■ Your instructions
Look through the data below for the line with "phrase -- pink running shoe" and the line with "phrase -- white t-shirt", then output those two and all lines in between, exactly as written.
BEGIN
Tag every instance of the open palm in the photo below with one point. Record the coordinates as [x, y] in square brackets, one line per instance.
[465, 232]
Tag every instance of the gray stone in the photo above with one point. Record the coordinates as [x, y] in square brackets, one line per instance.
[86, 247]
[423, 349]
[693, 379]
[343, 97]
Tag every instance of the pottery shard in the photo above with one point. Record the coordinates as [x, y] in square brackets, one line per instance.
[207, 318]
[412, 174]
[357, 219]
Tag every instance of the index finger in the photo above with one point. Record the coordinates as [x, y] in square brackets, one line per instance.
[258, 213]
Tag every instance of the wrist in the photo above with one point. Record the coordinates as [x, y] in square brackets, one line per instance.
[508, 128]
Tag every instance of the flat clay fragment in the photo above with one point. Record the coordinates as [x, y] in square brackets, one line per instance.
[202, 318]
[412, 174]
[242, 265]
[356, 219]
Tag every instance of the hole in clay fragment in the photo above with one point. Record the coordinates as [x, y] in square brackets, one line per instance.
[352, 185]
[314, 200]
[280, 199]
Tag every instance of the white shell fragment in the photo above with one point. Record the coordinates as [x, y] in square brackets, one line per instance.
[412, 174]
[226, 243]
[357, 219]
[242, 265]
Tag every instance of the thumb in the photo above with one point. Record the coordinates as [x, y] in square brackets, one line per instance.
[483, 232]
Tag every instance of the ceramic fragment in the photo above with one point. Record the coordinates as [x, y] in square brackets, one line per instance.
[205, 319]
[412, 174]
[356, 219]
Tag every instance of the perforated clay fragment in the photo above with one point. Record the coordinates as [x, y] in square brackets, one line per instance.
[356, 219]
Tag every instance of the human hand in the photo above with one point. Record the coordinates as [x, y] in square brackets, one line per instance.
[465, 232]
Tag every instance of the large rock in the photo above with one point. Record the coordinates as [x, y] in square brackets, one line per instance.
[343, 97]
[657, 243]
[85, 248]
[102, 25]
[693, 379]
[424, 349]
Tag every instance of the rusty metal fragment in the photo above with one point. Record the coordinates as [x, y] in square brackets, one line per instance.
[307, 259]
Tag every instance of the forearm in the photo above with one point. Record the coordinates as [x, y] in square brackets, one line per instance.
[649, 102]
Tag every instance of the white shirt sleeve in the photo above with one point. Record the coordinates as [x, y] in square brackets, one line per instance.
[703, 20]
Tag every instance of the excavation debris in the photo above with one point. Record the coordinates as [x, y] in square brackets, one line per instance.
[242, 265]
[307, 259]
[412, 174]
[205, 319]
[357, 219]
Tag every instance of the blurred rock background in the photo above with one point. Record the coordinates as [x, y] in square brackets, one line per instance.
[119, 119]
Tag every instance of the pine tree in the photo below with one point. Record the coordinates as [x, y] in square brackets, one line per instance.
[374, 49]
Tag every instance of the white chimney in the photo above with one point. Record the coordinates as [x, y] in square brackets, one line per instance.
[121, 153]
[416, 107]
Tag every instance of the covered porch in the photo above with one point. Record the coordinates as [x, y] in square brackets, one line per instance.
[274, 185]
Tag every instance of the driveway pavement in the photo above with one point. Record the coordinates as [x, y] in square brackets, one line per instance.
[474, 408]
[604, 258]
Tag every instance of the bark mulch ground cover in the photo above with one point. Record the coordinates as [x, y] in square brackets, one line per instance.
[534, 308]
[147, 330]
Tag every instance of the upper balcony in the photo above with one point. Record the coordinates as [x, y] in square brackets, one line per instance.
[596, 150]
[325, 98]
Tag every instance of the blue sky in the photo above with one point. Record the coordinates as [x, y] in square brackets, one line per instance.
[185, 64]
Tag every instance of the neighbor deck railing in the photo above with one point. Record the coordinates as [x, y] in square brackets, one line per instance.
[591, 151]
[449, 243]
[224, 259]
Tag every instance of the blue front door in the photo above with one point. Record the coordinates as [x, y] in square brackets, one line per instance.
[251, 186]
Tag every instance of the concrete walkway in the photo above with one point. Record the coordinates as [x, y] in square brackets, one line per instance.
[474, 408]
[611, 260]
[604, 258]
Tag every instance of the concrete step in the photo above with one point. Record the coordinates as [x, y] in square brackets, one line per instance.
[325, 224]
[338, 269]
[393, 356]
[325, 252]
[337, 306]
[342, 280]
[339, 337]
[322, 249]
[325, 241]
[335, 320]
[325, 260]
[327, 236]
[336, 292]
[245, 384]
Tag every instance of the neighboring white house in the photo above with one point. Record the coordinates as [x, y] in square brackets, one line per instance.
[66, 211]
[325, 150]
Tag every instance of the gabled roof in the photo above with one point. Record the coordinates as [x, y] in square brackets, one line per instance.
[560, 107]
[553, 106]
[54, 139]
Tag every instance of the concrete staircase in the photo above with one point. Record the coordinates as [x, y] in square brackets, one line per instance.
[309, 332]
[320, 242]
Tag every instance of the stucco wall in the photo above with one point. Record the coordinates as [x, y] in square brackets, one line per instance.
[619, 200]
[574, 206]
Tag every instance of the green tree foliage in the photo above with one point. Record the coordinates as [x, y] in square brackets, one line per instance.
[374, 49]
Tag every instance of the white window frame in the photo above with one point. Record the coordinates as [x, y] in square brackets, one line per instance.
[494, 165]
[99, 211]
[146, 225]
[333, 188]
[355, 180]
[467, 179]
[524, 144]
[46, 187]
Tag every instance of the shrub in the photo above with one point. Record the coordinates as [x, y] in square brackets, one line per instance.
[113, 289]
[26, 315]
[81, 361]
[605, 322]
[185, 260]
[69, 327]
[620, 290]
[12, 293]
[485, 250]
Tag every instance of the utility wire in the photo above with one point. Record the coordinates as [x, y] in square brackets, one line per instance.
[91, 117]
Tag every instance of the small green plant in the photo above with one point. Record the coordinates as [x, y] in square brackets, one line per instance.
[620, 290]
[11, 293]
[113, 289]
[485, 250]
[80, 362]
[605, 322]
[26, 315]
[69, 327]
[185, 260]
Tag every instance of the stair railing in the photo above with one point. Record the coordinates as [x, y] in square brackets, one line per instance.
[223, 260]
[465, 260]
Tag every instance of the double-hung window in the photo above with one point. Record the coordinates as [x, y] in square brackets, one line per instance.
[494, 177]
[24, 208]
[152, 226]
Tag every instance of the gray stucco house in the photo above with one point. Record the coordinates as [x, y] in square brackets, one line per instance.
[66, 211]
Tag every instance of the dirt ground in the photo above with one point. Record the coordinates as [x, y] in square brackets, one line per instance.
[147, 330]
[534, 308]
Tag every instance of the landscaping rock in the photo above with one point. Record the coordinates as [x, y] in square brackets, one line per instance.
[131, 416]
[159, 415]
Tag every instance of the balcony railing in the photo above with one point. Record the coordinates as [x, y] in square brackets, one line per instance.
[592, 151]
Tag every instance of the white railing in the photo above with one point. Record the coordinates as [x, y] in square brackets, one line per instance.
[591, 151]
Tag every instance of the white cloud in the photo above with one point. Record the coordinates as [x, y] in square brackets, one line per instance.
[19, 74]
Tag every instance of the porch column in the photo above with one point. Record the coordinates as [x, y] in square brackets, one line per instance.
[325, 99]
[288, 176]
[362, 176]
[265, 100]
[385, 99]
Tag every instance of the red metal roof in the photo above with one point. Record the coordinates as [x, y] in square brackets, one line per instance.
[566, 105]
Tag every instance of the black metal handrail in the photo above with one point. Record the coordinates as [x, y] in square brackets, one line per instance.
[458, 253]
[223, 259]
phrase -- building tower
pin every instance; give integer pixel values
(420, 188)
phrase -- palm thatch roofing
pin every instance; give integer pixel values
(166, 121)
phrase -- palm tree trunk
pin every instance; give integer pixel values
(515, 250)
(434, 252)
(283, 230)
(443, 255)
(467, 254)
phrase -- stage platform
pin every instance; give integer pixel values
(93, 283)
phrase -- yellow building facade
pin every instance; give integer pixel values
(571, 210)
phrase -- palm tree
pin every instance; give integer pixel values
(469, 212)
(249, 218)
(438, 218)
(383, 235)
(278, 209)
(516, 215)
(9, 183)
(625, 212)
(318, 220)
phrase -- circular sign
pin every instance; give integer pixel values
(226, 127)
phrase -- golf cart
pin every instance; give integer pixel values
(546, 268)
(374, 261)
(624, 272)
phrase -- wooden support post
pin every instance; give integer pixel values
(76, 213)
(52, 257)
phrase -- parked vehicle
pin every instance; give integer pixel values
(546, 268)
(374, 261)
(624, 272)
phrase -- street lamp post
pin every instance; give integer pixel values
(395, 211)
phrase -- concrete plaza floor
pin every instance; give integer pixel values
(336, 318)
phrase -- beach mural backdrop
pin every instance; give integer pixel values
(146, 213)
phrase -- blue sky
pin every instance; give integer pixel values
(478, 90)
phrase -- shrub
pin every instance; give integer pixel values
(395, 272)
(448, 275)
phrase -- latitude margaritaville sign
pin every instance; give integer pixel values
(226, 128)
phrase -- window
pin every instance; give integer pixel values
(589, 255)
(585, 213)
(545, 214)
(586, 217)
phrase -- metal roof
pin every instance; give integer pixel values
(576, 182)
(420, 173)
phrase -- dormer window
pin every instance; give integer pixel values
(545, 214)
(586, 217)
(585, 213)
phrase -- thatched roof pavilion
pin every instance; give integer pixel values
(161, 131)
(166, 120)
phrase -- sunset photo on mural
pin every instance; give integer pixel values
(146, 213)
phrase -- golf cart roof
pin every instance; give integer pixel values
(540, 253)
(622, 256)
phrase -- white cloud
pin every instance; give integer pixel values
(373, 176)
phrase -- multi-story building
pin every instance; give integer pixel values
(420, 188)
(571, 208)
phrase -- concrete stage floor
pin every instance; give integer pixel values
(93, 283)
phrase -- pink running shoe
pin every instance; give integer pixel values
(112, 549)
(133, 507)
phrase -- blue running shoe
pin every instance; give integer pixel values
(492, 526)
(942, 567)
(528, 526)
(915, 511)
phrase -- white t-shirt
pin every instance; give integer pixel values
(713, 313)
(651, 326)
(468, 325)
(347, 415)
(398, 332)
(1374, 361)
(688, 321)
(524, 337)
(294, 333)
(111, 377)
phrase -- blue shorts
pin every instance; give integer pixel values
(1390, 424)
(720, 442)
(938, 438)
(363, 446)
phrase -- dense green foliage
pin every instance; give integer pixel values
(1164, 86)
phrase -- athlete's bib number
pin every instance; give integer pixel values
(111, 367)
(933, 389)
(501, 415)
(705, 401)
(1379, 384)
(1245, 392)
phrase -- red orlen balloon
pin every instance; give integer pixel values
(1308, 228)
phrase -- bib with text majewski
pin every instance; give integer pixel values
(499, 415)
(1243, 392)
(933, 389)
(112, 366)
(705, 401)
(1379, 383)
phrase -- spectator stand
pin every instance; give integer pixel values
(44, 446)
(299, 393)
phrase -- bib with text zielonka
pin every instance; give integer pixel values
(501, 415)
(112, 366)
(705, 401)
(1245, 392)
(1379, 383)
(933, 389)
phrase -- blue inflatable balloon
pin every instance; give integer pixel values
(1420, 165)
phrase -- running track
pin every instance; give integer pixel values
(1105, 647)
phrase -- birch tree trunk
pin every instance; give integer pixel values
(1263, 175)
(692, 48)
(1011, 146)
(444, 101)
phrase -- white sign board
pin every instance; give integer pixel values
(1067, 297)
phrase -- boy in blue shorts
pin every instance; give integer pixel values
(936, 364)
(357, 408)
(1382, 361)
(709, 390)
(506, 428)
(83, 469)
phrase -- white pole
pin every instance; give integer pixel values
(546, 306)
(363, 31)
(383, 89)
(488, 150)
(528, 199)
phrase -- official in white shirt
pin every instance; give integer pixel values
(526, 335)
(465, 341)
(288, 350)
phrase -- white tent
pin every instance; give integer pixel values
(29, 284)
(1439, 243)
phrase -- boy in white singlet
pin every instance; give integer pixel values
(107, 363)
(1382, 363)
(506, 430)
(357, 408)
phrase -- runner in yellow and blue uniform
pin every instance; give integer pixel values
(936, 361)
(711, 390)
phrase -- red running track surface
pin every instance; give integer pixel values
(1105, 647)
END
■ Result for this task
phrase -- pink running shoe
pin every instance; give integer pixel values
(112, 549)
(133, 507)
phrase -- blue running shoe
pin every instance; give integer pixel values
(492, 526)
(942, 567)
(528, 526)
(915, 511)
phrase -- white t-shirt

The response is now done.